● **Assigned task**
Translate into French this sentence from the article on yield curves: "Banks’ core business is short-term borrowing (through overnight loans or deposits) to fund long-term loans, pocketing the difference."

● **Document section**
· · · ·

A crucial economic indicator flashes green, yet few take heed. Convinced it outlived its usefulness, they shun this bullish signal or dismiss it outright.
What is it? “Yield curves” – and understanding their sneaky global power gives you an advantage. Let me show you why this antiquated economic gauge has renewed energy – and what it says for stocks’ future.
For over a hundred years, the US yield curve did a bang-up job forecasting economic cycles. It graphs sovereign bond rates from three months to 10 years (or longer), left to right. When long-term rates top short-term rates, the “curve” slopes upwards to the right – historically an indication of economic expansion. The steeper the upwards slope, the better. When short rates topped long, the curve was “inverted” – usually, though imperfectly, foretelling a recession.
But why? Like an instrument on a car’s dashboard, the curve usually predicts bank lending trends. Banks’ core business is short-term borrowing (through overnight loans or deposits) to fund long-term loans, pocketing the difference. So, steeper curves mean bigger profits. Hence, when the curve is steep, banks lend eagerly, fuelling growth. Inverted curves? They sap profits banks earn on loans. So, they do not lend much. Growth staggers.
For decades, the curve rarely misfired. So most investors tracked it, especially America’s, given its global economic import. But like assuming a car’s dashboard is reality, they ignored its “under the hood” function: the lending. It worked until it didn’t.
After 2022’s stock market decline, global yield curves inverted, fuelling widespread fear of recession. The worst was yet to come, many thought. But a funny thing happened: lending grew. Recession didn’t happen – in America, Asia or Europe. Some areas had tiny gross domestic product contractions, like Germany, the Netherlands or Singapore. But they were exceptions. US and world GDP climbed. Stocks rose in shock. The curve remained inverted in 2023 and most of 2024, with stocks rising and GDP growing. Soon, most deemed the curve “broken”.
But why did it “break”? Under the hood, banks held oceans of Covid-era low-cost deposits. In 2020, lockdowns and “stimulus” payments left consumers flush with cash – much of which ended up in their savings accounts. US bank deposits ballooned 20.8 per cent year on year and another 11.7 per cent in 2021, remaining elevated throughout 2022 and 2023, echoing global trends. Eurozone deposits grew 10.8 per cent year on year.

· · · ·

[Extracted records]

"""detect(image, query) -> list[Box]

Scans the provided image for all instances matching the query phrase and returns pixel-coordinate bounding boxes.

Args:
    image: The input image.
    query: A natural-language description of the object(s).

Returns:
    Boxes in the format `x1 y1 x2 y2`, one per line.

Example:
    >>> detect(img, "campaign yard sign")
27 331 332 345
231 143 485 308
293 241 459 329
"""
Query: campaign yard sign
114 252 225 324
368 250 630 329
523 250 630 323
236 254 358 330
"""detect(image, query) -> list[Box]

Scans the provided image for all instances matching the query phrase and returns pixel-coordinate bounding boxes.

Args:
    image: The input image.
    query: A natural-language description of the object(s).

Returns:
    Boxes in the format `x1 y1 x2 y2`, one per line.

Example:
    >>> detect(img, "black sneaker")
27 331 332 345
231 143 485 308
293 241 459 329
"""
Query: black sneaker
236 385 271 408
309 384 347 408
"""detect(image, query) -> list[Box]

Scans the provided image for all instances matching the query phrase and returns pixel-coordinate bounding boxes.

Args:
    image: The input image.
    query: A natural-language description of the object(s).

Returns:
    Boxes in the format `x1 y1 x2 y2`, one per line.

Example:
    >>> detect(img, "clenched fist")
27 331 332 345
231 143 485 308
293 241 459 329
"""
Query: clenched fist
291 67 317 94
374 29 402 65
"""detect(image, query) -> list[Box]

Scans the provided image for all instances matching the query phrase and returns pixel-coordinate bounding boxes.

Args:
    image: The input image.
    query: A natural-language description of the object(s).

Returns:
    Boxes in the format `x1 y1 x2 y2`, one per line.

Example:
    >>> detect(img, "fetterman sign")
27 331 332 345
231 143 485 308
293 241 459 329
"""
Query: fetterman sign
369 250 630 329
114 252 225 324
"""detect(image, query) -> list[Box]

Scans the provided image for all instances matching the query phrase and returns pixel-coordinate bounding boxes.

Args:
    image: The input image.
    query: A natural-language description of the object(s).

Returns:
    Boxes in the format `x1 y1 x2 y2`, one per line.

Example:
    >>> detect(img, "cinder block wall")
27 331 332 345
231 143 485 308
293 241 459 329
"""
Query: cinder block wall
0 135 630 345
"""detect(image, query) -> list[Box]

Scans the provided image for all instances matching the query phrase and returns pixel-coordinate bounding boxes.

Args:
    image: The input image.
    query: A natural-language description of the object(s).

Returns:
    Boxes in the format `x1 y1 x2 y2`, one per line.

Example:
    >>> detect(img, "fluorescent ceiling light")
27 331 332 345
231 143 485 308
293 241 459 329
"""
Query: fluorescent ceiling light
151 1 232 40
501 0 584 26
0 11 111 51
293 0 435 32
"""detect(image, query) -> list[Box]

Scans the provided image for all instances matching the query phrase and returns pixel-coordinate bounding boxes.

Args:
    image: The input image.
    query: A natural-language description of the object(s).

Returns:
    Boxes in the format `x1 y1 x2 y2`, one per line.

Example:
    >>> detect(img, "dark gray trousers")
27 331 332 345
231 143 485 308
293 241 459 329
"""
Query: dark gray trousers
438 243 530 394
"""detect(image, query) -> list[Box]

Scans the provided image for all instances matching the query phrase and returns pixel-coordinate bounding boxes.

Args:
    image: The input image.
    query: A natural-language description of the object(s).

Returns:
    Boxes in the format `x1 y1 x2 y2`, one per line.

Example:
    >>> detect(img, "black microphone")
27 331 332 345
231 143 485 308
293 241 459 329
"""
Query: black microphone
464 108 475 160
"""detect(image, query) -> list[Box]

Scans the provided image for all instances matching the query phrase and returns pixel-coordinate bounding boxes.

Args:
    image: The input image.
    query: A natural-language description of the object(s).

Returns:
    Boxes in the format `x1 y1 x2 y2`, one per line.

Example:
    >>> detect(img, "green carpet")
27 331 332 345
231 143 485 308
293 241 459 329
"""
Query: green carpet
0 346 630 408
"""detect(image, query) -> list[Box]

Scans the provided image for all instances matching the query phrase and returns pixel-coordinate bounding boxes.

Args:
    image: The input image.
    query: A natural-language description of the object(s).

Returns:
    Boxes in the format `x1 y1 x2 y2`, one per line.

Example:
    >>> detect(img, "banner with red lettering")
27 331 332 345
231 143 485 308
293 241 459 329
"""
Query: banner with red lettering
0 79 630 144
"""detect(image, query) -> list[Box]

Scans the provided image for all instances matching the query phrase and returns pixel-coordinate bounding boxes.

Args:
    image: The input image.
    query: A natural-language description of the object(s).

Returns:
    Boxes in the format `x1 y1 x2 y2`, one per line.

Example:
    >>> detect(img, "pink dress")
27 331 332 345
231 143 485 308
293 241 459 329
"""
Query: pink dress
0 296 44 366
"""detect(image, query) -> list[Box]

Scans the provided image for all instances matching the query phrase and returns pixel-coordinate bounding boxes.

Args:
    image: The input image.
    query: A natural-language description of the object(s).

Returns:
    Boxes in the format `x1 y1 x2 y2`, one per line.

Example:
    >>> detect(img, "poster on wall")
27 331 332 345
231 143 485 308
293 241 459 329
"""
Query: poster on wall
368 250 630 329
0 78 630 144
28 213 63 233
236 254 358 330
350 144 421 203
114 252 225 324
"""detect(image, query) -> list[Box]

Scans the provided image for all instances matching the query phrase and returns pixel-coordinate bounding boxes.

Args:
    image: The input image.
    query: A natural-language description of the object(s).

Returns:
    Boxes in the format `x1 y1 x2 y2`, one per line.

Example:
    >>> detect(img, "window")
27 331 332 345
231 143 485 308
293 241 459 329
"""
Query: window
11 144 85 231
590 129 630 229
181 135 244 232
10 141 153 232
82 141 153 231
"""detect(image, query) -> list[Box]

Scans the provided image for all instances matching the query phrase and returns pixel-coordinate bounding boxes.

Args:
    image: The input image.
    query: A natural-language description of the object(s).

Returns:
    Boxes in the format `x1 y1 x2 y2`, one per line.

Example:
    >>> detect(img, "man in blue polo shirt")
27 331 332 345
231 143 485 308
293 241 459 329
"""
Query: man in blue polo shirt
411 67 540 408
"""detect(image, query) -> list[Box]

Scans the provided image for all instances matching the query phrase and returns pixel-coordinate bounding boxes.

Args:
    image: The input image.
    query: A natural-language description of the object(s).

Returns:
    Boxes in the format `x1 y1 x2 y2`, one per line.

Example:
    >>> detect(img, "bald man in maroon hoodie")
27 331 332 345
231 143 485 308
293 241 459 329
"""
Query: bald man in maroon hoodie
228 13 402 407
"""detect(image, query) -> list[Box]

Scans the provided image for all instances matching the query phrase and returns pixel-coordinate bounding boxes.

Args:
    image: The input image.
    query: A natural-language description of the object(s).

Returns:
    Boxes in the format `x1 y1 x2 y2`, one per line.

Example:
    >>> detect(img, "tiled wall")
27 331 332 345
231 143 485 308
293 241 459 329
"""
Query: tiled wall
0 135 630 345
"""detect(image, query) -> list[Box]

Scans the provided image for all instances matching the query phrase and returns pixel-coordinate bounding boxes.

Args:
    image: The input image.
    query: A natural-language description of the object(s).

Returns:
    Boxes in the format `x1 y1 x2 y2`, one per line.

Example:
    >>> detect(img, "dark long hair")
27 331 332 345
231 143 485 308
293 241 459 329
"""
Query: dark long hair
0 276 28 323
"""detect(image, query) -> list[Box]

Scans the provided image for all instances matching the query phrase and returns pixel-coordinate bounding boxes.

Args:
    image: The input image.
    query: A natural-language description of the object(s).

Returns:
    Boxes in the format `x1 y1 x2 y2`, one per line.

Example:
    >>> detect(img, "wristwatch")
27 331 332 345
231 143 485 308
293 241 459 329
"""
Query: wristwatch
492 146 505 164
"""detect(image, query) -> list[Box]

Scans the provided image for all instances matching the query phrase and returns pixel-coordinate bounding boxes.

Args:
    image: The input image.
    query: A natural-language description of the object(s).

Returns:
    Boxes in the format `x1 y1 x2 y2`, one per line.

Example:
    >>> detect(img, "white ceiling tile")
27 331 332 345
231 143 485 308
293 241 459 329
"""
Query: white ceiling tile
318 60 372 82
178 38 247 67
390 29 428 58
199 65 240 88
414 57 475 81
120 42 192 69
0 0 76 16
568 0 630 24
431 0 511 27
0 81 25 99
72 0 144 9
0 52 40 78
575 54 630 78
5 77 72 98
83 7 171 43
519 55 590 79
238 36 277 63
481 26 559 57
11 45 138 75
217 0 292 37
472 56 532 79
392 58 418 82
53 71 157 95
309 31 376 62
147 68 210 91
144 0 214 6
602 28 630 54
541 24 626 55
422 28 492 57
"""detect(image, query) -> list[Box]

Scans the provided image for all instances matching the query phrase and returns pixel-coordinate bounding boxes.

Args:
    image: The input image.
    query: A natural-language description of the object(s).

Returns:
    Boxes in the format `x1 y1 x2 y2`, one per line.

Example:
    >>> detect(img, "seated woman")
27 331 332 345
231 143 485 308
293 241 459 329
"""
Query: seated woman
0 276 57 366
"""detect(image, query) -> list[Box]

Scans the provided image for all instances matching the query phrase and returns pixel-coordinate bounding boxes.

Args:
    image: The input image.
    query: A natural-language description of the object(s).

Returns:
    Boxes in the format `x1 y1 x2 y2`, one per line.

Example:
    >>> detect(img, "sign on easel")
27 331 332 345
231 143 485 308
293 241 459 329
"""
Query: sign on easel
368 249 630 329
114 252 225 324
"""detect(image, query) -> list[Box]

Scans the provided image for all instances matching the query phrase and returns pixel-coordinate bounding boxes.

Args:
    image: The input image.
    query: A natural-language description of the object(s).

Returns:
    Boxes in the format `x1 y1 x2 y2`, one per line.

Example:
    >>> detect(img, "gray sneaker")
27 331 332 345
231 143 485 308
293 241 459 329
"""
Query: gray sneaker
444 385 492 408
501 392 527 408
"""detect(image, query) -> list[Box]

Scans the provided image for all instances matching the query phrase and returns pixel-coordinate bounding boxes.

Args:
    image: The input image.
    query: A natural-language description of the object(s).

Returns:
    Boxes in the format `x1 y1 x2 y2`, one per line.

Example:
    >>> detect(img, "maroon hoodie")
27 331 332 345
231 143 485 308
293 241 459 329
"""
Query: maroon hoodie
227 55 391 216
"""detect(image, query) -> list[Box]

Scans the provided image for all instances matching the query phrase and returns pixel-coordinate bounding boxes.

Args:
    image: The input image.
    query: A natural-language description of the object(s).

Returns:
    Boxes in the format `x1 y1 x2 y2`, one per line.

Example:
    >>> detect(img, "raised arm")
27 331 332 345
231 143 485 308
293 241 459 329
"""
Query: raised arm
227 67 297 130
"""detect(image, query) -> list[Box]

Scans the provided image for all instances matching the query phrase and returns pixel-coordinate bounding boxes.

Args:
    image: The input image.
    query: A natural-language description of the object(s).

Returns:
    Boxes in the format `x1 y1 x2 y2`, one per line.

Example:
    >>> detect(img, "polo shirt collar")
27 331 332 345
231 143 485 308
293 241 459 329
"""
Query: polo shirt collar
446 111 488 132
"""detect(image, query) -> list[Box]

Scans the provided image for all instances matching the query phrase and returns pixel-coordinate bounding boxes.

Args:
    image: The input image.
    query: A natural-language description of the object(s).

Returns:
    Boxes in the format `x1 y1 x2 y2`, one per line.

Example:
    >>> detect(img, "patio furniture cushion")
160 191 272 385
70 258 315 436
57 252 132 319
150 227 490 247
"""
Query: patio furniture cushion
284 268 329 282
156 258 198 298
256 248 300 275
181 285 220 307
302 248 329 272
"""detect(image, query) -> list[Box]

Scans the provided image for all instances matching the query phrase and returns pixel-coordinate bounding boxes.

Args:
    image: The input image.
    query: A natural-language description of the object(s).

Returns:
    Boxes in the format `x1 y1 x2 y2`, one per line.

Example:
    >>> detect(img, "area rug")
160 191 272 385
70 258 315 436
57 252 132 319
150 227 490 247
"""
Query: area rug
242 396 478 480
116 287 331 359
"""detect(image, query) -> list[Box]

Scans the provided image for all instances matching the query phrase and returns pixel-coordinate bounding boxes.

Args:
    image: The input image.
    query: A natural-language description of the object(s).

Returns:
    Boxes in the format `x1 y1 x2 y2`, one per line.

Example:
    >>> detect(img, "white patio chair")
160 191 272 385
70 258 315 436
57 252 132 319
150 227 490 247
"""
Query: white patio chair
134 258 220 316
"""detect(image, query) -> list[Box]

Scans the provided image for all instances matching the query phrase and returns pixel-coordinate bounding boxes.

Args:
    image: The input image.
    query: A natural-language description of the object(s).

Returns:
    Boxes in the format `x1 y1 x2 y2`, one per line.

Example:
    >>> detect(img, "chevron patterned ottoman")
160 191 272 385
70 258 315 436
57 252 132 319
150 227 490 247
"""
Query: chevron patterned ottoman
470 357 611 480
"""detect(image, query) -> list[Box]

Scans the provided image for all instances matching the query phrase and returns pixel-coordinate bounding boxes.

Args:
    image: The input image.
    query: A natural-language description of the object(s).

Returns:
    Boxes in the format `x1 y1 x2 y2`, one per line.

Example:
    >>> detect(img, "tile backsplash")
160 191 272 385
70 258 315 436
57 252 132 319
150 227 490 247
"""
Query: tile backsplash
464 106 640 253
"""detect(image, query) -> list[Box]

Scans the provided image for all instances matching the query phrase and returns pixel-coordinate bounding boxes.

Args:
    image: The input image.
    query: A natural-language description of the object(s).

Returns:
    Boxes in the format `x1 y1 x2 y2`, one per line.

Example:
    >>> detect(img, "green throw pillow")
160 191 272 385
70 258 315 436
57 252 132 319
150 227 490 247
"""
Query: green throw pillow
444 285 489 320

· · · ·

● **Completed exercise**
L’activité principale des banques consiste à emprunter à court terme (par le biais de prêts au jour le jour ou de dépôts) pour financer des prêts à long terme, en empochant la différence.